● Task description
Extract every line of text from the records below, unchanged, and leave the pictures out.

● The records

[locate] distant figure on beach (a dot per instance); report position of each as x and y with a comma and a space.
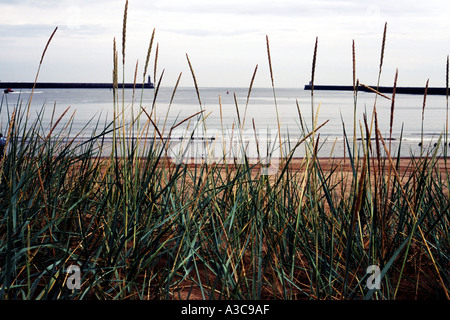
2, 145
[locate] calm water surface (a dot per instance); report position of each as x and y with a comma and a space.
224, 107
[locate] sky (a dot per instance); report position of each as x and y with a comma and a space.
226, 40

● Full response
[locate] distant figure on beach (a dot per instance); report position of each as x and y with a comma and a space.
2, 145
[locate] calm water surface (a dot per instance); report position of each as x and y with a comma and a space.
224, 107
[locate] sky (a dot per instance); report position of each as x and y with a comma and a space.
226, 40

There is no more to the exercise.